[start of PROVIDED ENTRIES]

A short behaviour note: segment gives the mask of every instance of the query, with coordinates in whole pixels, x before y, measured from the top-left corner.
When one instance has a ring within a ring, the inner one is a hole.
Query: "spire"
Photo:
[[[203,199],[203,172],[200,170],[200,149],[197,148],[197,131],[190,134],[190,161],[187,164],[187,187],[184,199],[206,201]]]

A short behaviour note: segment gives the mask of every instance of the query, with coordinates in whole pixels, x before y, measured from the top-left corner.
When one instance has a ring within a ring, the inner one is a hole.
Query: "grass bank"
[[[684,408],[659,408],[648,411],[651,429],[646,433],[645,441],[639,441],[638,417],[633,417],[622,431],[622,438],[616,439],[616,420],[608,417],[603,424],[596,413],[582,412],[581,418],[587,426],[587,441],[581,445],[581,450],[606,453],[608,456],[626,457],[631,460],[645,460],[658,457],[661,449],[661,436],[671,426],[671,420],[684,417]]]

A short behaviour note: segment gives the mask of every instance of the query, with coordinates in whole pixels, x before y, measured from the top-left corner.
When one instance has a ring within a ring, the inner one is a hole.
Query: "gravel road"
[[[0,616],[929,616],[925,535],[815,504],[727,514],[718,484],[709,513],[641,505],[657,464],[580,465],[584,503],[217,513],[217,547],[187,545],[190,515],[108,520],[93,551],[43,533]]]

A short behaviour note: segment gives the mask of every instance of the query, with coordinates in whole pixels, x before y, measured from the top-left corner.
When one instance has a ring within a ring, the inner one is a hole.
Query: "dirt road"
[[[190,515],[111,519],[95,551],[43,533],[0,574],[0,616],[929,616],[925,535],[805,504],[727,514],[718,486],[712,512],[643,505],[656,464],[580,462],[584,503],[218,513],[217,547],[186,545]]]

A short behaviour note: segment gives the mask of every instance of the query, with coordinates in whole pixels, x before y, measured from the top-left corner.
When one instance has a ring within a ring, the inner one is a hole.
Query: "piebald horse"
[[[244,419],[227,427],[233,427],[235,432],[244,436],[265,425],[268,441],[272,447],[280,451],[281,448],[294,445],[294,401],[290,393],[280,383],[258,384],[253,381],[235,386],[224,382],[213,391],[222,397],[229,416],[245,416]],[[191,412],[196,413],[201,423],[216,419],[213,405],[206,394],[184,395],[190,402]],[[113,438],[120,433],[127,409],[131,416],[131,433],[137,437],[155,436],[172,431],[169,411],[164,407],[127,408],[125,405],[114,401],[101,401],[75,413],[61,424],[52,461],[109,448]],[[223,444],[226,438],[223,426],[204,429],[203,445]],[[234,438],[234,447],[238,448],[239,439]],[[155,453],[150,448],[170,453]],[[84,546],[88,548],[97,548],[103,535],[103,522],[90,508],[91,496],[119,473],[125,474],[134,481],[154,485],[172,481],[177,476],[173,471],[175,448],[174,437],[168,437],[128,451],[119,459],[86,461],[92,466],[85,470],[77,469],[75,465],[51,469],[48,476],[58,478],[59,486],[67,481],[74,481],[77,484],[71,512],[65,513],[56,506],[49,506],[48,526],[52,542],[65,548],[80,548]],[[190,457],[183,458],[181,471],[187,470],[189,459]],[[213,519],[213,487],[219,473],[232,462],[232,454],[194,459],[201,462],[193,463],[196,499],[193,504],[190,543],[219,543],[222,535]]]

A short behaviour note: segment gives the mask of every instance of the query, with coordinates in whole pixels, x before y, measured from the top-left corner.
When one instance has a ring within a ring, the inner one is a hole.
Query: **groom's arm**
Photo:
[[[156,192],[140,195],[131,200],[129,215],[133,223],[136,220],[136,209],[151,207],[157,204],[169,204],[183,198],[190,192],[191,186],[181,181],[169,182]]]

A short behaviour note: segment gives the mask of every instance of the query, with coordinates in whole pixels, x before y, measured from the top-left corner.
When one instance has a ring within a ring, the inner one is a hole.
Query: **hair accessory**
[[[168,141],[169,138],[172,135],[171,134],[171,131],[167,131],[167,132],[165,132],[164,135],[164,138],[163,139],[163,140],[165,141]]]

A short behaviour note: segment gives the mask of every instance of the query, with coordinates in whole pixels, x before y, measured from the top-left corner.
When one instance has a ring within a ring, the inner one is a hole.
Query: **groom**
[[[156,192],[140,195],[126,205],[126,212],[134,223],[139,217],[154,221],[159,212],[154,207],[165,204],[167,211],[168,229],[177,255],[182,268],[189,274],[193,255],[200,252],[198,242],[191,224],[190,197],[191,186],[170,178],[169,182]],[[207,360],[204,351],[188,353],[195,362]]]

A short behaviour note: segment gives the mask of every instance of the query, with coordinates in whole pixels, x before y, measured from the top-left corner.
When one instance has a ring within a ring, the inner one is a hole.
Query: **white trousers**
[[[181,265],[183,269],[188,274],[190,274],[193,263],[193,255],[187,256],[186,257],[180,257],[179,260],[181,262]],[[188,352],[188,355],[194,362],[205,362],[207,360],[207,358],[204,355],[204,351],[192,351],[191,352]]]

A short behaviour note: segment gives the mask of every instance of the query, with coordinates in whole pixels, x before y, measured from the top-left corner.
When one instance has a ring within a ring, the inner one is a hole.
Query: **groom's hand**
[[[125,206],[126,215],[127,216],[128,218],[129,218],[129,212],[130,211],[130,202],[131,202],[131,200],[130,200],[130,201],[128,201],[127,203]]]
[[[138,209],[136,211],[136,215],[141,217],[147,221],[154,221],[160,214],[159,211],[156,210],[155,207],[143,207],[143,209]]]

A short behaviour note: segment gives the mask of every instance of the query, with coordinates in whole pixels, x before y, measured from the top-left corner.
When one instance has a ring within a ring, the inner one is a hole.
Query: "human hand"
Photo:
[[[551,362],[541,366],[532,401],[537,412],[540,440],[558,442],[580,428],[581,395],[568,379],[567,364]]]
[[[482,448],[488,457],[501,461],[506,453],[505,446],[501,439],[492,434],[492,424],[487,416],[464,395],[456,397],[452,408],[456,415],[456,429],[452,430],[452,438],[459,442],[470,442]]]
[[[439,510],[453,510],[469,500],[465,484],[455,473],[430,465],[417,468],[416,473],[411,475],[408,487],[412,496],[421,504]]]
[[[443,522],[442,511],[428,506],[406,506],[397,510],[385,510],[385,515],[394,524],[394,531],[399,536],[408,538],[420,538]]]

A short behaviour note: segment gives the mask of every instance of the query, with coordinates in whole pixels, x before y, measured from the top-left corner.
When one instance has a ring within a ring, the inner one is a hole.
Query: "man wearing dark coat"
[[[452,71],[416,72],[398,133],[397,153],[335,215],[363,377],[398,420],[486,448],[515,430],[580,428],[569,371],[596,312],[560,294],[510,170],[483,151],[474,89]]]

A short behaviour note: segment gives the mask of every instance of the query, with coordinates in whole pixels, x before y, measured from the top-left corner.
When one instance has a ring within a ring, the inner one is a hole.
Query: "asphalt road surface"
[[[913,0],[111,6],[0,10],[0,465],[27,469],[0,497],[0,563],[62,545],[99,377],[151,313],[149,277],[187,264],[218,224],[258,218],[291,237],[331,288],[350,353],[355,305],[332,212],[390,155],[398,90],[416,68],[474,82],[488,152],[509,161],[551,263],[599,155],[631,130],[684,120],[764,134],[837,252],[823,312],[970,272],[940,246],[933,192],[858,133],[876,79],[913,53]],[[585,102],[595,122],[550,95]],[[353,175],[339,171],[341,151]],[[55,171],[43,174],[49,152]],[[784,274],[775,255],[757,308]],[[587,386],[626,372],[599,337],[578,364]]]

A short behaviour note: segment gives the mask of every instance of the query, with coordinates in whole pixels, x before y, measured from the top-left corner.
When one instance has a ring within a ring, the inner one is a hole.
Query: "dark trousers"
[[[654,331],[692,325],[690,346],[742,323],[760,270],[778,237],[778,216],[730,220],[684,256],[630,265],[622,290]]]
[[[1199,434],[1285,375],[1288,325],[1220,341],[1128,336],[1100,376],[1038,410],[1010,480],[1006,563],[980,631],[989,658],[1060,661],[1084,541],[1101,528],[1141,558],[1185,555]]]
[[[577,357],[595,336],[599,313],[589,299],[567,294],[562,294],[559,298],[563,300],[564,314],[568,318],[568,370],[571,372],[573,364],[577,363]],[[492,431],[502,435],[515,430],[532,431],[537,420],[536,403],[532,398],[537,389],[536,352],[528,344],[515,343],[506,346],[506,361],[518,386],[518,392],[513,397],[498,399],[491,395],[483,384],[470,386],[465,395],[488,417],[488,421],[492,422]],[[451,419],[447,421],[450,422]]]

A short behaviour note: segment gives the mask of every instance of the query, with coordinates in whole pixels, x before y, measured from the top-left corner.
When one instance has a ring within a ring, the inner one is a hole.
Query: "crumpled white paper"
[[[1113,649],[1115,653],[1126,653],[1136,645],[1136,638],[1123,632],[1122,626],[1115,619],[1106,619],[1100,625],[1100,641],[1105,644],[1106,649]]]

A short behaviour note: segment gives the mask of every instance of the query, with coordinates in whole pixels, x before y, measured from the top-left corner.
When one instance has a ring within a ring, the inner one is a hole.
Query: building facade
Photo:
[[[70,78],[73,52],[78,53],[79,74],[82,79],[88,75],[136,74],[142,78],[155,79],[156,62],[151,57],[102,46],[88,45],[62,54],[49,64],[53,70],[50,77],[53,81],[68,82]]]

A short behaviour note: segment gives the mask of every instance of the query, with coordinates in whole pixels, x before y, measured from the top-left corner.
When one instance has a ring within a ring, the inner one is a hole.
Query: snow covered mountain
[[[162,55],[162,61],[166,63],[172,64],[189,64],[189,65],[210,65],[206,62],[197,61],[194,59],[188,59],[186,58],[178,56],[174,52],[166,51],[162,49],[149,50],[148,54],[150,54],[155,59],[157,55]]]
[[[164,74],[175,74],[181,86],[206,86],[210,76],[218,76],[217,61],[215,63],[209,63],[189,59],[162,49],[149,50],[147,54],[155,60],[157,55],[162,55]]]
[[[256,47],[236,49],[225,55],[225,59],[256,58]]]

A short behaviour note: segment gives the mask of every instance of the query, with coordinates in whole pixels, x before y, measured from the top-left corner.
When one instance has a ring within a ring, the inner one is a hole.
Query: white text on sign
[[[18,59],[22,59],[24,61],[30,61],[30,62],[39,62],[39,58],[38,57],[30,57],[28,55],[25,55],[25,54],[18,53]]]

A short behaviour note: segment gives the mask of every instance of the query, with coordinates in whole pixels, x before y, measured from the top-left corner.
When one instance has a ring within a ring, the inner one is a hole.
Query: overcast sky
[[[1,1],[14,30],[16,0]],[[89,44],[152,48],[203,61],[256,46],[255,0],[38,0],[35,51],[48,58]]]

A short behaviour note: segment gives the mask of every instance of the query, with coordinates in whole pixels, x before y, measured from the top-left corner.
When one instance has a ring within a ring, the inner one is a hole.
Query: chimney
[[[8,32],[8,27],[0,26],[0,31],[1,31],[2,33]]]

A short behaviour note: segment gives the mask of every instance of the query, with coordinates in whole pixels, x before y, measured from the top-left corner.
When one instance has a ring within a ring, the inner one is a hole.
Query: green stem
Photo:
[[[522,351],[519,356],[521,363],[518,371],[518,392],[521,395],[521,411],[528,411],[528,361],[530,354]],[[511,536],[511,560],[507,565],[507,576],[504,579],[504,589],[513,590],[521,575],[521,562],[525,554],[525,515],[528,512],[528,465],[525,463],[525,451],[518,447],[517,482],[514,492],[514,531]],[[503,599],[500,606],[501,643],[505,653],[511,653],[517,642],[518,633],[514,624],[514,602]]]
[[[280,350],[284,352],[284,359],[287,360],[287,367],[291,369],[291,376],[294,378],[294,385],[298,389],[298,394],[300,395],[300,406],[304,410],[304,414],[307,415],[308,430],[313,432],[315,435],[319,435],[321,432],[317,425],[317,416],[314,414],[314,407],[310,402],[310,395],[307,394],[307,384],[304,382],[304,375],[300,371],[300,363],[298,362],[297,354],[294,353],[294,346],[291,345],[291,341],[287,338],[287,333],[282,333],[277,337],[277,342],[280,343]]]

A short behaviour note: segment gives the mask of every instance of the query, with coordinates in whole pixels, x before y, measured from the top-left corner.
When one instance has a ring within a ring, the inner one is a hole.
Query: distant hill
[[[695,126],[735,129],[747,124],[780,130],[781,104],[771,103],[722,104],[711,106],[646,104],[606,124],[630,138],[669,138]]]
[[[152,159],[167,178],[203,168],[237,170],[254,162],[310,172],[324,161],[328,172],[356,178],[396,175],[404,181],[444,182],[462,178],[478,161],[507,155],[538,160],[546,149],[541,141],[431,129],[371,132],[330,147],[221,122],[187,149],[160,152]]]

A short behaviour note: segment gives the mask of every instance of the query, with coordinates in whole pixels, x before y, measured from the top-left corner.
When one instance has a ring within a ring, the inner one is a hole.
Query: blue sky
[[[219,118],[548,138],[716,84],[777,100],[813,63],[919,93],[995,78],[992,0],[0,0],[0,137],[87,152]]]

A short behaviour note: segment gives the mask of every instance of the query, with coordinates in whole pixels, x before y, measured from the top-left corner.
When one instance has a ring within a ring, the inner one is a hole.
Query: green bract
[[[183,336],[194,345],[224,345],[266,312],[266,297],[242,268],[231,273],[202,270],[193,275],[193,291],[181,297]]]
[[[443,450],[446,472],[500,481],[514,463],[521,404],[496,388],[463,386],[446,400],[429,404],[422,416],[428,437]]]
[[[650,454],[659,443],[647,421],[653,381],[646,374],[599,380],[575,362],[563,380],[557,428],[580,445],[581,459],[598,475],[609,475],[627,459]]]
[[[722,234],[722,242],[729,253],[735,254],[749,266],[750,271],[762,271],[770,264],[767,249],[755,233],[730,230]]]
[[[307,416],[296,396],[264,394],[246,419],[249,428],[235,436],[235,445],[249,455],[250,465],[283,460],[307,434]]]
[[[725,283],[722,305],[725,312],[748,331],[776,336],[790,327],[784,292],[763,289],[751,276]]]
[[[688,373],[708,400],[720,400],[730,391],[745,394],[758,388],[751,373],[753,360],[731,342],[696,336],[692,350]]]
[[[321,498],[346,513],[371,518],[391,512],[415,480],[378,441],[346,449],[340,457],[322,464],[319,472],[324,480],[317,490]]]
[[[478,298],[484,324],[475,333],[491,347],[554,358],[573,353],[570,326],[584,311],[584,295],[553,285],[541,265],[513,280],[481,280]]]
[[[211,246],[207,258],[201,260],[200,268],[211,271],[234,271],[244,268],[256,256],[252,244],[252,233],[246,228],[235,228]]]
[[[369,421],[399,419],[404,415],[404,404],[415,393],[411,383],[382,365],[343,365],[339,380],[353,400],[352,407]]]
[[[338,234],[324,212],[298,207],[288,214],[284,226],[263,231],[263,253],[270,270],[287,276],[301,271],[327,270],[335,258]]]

[end of PROVIDED ENTRIES]

[WRITTEN PROBLEM] Pick out each line of the data above that contains the string "white", and copy those lines. Treat uppercase and lowercase letters as different.

[EXERCISE RESPONSE]
Query: **white trousers**
Query: "crumpled white paper"
Query: white text on sign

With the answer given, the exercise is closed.